:: Data entries ::
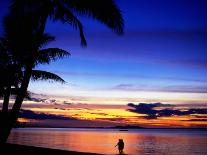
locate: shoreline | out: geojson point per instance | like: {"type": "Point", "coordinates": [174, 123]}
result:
{"type": "Point", "coordinates": [9, 148]}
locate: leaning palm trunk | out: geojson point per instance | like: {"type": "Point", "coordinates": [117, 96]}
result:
{"type": "Point", "coordinates": [9, 121]}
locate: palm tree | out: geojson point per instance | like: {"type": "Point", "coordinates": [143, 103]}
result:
{"type": "Point", "coordinates": [29, 21]}
{"type": "Point", "coordinates": [13, 65]}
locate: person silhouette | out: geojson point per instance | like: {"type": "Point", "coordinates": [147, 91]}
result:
{"type": "Point", "coordinates": [120, 145]}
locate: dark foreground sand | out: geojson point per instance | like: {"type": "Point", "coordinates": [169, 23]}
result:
{"type": "Point", "coordinates": [8, 149]}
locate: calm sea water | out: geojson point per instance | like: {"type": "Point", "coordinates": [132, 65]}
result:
{"type": "Point", "coordinates": [137, 142]}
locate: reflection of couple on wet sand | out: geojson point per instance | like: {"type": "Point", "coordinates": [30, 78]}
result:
{"type": "Point", "coordinates": [120, 145]}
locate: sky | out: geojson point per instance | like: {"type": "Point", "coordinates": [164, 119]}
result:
{"type": "Point", "coordinates": [162, 57]}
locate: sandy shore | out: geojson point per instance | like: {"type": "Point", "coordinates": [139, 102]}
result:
{"type": "Point", "coordinates": [31, 150]}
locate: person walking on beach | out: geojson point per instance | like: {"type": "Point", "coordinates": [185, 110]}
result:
{"type": "Point", "coordinates": [120, 145]}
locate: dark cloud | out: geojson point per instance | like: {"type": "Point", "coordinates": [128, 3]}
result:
{"type": "Point", "coordinates": [166, 111]}
{"type": "Point", "coordinates": [41, 116]}
{"type": "Point", "coordinates": [133, 76]}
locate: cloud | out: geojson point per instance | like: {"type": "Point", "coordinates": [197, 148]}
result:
{"type": "Point", "coordinates": [174, 88]}
{"type": "Point", "coordinates": [41, 116]}
{"type": "Point", "coordinates": [127, 75]}
{"type": "Point", "coordinates": [166, 111]}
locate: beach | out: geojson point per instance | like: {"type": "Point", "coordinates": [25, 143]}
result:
{"type": "Point", "coordinates": [103, 141]}
{"type": "Point", "coordinates": [31, 150]}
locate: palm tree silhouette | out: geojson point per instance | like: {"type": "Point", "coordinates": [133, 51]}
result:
{"type": "Point", "coordinates": [12, 67]}
{"type": "Point", "coordinates": [27, 24]}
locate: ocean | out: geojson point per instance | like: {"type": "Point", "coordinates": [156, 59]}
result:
{"type": "Point", "coordinates": [137, 141]}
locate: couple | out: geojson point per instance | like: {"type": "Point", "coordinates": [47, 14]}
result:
{"type": "Point", "coordinates": [120, 145]}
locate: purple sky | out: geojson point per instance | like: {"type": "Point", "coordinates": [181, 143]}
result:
{"type": "Point", "coordinates": [162, 55]}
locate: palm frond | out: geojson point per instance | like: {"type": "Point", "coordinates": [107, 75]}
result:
{"type": "Point", "coordinates": [105, 11]}
{"type": "Point", "coordinates": [44, 75]}
{"type": "Point", "coordinates": [45, 56]}
{"type": "Point", "coordinates": [62, 13]}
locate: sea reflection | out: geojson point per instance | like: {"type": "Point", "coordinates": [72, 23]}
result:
{"type": "Point", "coordinates": [137, 142]}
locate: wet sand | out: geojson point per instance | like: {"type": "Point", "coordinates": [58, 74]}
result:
{"type": "Point", "coordinates": [31, 150]}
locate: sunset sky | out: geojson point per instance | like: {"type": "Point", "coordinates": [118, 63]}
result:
{"type": "Point", "coordinates": [162, 57]}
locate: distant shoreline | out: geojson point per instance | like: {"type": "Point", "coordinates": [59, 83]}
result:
{"type": "Point", "coordinates": [32, 150]}
{"type": "Point", "coordinates": [105, 127]}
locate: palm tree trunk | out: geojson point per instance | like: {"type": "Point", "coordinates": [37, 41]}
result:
{"type": "Point", "coordinates": [6, 100]}
{"type": "Point", "coordinates": [11, 119]}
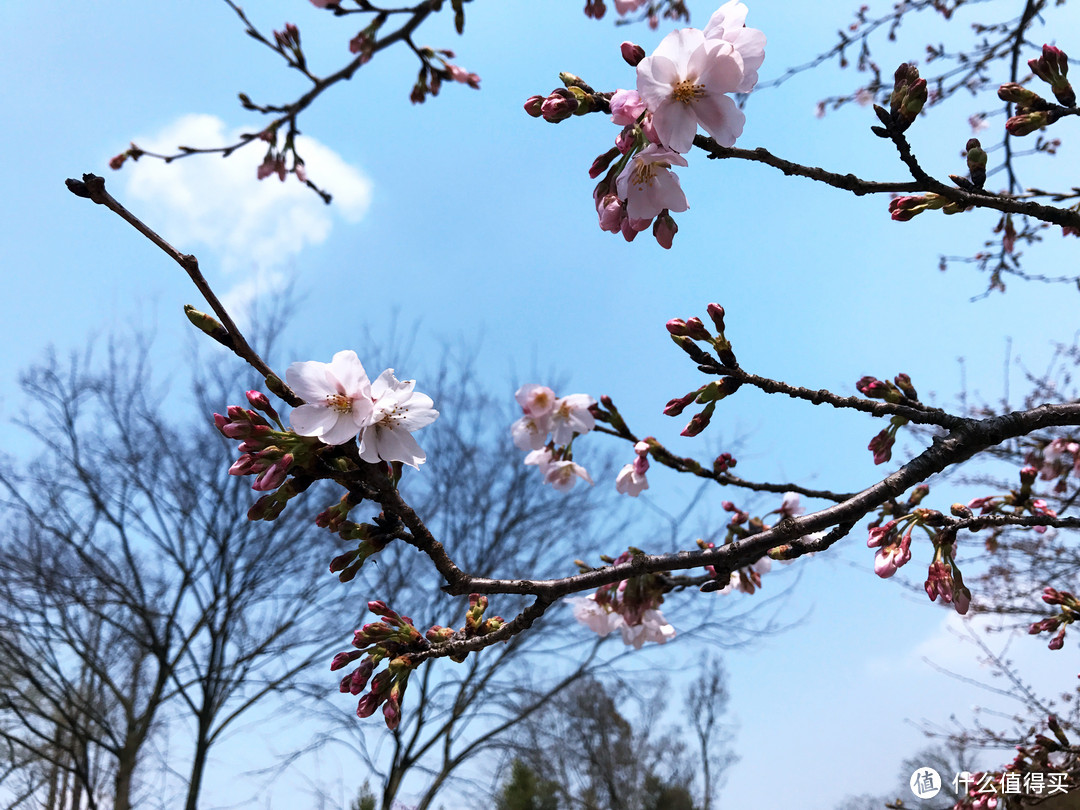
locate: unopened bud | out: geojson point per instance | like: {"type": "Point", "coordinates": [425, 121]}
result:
{"type": "Point", "coordinates": [534, 106]}
{"type": "Point", "coordinates": [633, 54]}
{"type": "Point", "coordinates": [207, 324]}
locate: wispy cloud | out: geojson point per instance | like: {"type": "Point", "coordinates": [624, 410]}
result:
{"type": "Point", "coordinates": [217, 208]}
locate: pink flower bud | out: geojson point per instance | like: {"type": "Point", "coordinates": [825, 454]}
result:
{"type": "Point", "coordinates": [534, 105]}
{"type": "Point", "coordinates": [633, 54]}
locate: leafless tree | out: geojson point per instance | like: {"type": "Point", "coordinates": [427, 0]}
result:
{"type": "Point", "coordinates": [134, 585]}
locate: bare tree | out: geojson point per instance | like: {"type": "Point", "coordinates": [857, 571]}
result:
{"type": "Point", "coordinates": [133, 581]}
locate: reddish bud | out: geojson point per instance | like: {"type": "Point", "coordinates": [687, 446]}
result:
{"type": "Point", "coordinates": [633, 54]}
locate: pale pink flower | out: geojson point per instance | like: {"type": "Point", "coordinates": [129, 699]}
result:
{"type": "Point", "coordinates": [728, 24]}
{"type": "Point", "coordinates": [595, 617]}
{"type": "Point", "coordinates": [684, 83]}
{"type": "Point", "coordinates": [397, 412]}
{"type": "Point", "coordinates": [630, 482]}
{"type": "Point", "coordinates": [536, 400]}
{"type": "Point", "coordinates": [626, 107]}
{"type": "Point", "coordinates": [530, 432]}
{"type": "Point", "coordinates": [571, 416]}
{"type": "Point", "coordinates": [540, 457]}
{"type": "Point", "coordinates": [652, 628]}
{"type": "Point", "coordinates": [563, 474]}
{"type": "Point", "coordinates": [889, 558]}
{"type": "Point", "coordinates": [648, 185]}
{"type": "Point", "coordinates": [338, 394]}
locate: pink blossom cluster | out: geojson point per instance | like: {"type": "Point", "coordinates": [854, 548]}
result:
{"type": "Point", "coordinates": [630, 607]}
{"type": "Point", "coordinates": [1069, 612]}
{"type": "Point", "coordinates": [631, 480]}
{"type": "Point", "coordinates": [342, 403]}
{"type": "Point", "coordinates": [265, 453]}
{"type": "Point", "coordinates": [1055, 460]}
{"type": "Point", "coordinates": [385, 640]}
{"type": "Point", "coordinates": [547, 430]}
{"type": "Point", "coordinates": [1017, 501]}
{"type": "Point", "coordinates": [684, 83]}
{"type": "Point", "coordinates": [894, 550]}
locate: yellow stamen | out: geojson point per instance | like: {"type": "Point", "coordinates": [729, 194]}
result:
{"type": "Point", "coordinates": [687, 92]}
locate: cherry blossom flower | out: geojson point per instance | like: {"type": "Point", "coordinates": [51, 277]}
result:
{"type": "Point", "coordinates": [684, 83]}
{"type": "Point", "coordinates": [626, 107]}
{"type": "Point", "coordinates": [728, 24]}
{"type": "Point", "coordinates": [595, 617]}
{"type": "Point", "coordinates": [652, 628]}
{"type": "Point", "coordinates": [397, 412]}
{"type": "Point", "coordinates": [536, 400]}
{"type": "Point", "coordinates": [338, 394]}
{"type": "Point", "coordinates": [570, 416]}
{"type": "Point", "coordinates": [563, 474]}
{"type": "Point", "coordinates": [631, 478]}
{"type": "Point", "coordinates": [648, 185]}
{"type": "Point", "coordinates": [629, 482]}
{"type": "Point", "coordinates": [530, 432]}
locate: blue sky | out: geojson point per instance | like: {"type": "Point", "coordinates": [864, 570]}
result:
{"type": "Point", "coordinates": [463, 218]}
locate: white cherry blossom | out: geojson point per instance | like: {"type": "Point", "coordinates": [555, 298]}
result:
{"type": "Point", "coordinates": [396, 413]}
{"type": "Point", "coordinates": [684, 83]}
{"type": "Point", "coordinates": [338, 396]}
{"type": "Point", "coordinates": [648, 185]}
{"type": "Point", "coordinates": [728, 24]}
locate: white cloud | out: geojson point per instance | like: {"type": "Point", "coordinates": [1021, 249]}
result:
{"type": "Point", "coordinates": [218, 210]}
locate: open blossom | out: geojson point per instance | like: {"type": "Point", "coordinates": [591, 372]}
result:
{"type": "Point", "coordinates": [728, 24]}
{"type": "Point", "coordinates": [626, 107]}
{"type": "Point", "coordinates": [338, 394]}
{"type": "Point", "coordinates": [648, 185]}
{"type": "Point", "coordinates": [594, 616]}
{"type": "Point", "coordinates": [630, 482]}
{"type": "Point", "coordinates": [530, 432]}
{"type": "Point", "coordinates": [652, 628]}
{"type": "Point", "coordinates": [396, 413]}
{"type": "Point", "coordinates": [684, 83]}
{"type": "Point", "coordinates": [563, 474]}
{"type": "Point", "coordinates": [571, 415]}
{"type": "Point", "coordinates": [536, 400]}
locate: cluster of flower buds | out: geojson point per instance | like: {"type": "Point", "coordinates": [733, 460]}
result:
{"type": "Point", "coordinates": [899, 392]}
{"type": "Point", "coordinates": [944, 579]}
{"type": "Point", "coordinates": [741, 526]}
{"type": "Point", "coordinates": [905, 104]}
{"type": "Point", "coordinates": [574, 98]}
{"type": "Point", "coordinates": [1053, 68]}
{"type": "Point", "coordinates": [273, 161]}
{"type": "Point", "coordinates": [685, 83]}
{"type": "Point", "coordinates": [1055, 460]}
{"type": "Point", "coordinates": [904, 208]}
{"type": "Point", "coordinates": [476, 625]}
{"type": "Point", "coordinates": [1068, 613]}
{"type": "Point", "coordinates": [891, 531]}
{"type": "Point", "coordinates": [391, 640]}
{"type": "Point", "coordinates": [266, 453]}
{"type": "Point", "coordinates": [685, 334]}
{"type": "Point", "coordinates": [370, 537]}
{"type": "Point", "coordinates": [630, 606]}
{"type": "Point", "coordinates": [547, 430]}
{"type": "Point", "coordinates": [431, 77]}
{"type": "Point", "coordinates": [1034, 111]}
{"type": "Point", "coordinates": [1017, 501]}
{"type": "Point", "coordinates": [133, 151]}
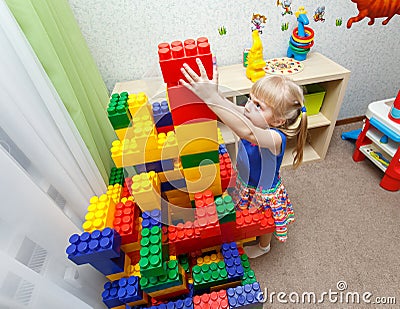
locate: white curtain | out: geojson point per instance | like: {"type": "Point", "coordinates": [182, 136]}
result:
{"type": "Point", "coordinates": [47, 177]}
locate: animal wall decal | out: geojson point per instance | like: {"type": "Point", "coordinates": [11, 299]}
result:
{"type": "Point", "coordinates": [375, 9]}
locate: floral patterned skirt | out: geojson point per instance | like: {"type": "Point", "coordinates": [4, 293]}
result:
{"type": "Point", "coordinates": [276, 199]}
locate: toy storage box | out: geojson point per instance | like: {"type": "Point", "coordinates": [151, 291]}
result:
{"type": "Point", "coordinates": [313, 98]}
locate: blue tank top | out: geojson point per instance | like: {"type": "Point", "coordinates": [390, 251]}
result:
{"type": "Point", "coordinates": [259, 167]}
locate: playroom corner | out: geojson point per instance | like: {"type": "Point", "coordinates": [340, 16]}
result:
{"type": "Point", "coordinates": [230, 154]}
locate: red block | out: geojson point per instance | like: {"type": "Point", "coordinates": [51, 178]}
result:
{"type": "Point", "coordinates": [186, 107]}
{"type": "Point", "coordinates": [173, 56]}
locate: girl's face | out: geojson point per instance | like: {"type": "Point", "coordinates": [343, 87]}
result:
{"type": "Point", "coordinates": [260, 114]}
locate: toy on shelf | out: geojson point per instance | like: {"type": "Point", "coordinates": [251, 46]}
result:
{"type": "Point", "coordinates": [168, 235]}
{"type": "Point", "coordinates": [379, 141]}
{"type": "Point", "coordinates": [302, 38]}
{"type": "Point", "coordinates": [255, 61]}
{"type": "Point", "coordinates": [394, 113]}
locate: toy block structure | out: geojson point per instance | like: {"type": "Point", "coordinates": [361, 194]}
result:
{"type": "Point", "coordinates": [167, 234]}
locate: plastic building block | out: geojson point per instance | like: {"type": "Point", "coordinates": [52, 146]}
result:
{"type": "Point", "coordinates": [167, 147]}
{"type": "Point", "coordinates": [215, 300]}
{"type": "Point", "coordinates": [146, 190]}
{"type": "Point", "coordinates": [151, 218]}
{"type": "Point", "coordinates": [151, 257]}
{"type": "Point", "coordinates": [118, 112]}
{"type": "Point", "coordinates": [186, 107]}
{"type": "Point", "coordinates": [89, 247]}
{"type": "Point", "coordinates": [129, 291]}
{"type": "Point", "coordinates": [225, 209]}
{"type": "Point", "coordinates": [248, 295]}
{"type": "Point", "coordinates": [173, 185]}
{"type": "Point", "coordinates": [208, 259]}
{"type": "Point", "coordinates": [233, 262]}
{"type": "Point", "coordinates": [138, 105]}
{"type": "Point", "coordinates": [255, 64]}
{"type": "Point", "coordinates": [125, 220]}
{"type": "Point", "coordinates": [251, 223]}
{"type": "Point", "coordinates": [208, 275]}
{"type": "Point", "coordinates": [114, 192]}
{"type": "Point", "coordinates": [110, 295]}
{"type": "Point", "coordinates": [100, 213]}
{"type": "Point", "coordinates": [194, 160]}
{"type": "Point", "coordinates": [116, 176]}
{"type": "Point", "coordinates": [161, 114]}
{"type": "Point", "coordinates": [173, 56]}
{"type": "Point", "coordinates": [171, 277]}
{"type": "Point", "coordinates": [227, 173]}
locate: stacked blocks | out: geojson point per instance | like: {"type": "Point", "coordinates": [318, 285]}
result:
{"type": "Point", "coordinates": [117, 111]}
{"type": "Point", "coordinates": [156, 235]}
{"type": "Point", "coordinates": [215, 300]}
{"type": "Point", "coordinates": [248, 296]}
{"type": "Point", "coordinates": [101, 249]}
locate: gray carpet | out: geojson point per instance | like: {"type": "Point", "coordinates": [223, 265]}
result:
{"type": "Point", "coordinates": [347, 228]}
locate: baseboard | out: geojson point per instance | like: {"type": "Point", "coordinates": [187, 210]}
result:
{"type": "Point", "coordinates": [341, 122]}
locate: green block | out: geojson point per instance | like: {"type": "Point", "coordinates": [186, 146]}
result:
{"type": "Point", "coordinates": [209, 275]}
{"type": "Point", "coordinates": [225, 209]}
{"type": "Point", "coordinates": [200, 159]}
{"type": "Point", "coordinates": [116, 176]}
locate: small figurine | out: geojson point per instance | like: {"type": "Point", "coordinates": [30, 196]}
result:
{"type": "Point", "coordinates": [286, 6]}
{"type": "Point", "coordinates": [319, 14]}
{"type": "Point", "coordinates": [257, 22]}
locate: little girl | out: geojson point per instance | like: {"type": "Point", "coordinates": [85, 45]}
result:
{"type": "Point", "coordinates": [273, 112]}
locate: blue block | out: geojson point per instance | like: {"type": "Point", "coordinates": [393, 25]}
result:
{"type": "Point", "coordinates": [129, 290]}
{"type": "Point", "coordinates": [110, 266]}
{"type": "Point", "coordinates": [232, 261]}
{"type": "Point", "coordinates": [97, 245]}
{"type": "Point", "coordinates": [247, 296]}
{"type": "Point", "coordinates": [110, 294]}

:: Goal of the exercise ::
Copy exactly the lines of the listing above, beginning at the line with "locate: small figurine" and ending at its final line; write out nothing else.

:: Written solution ::
locate: small figurine | out: geojson point per instance | like: {"type": "Point", "coordinates": [30, 196]}
result:
{"type": "Point", "coordinates": [286, 6]}
{"type": "Point", "coordinates": [319, 14]}
{"type": "Point", "coordinates": [257, 22]}
locate: little girl | out: geojson point per instance | like: {"type": "Point", "coordinates": [85, 45]}
result:
{"type": "Point", "coordinates": [273, 112]}
locate: blue block | out: geojson point per instance | like: {"type": "Point", "coordinates": [393, 25]}
result:
{"type": "Point", "coordinates": [129, 290]}
{"type": "Point", "coordinates": [110, 266]}
{"type": "Point", "coordinates": [232, 261]}
{"type": "Point", "coordinates": [97, 245]}
{"type": "Point", "coordinates": [247, 296]}
{"type": "Point", "coordinates": [110, 294]}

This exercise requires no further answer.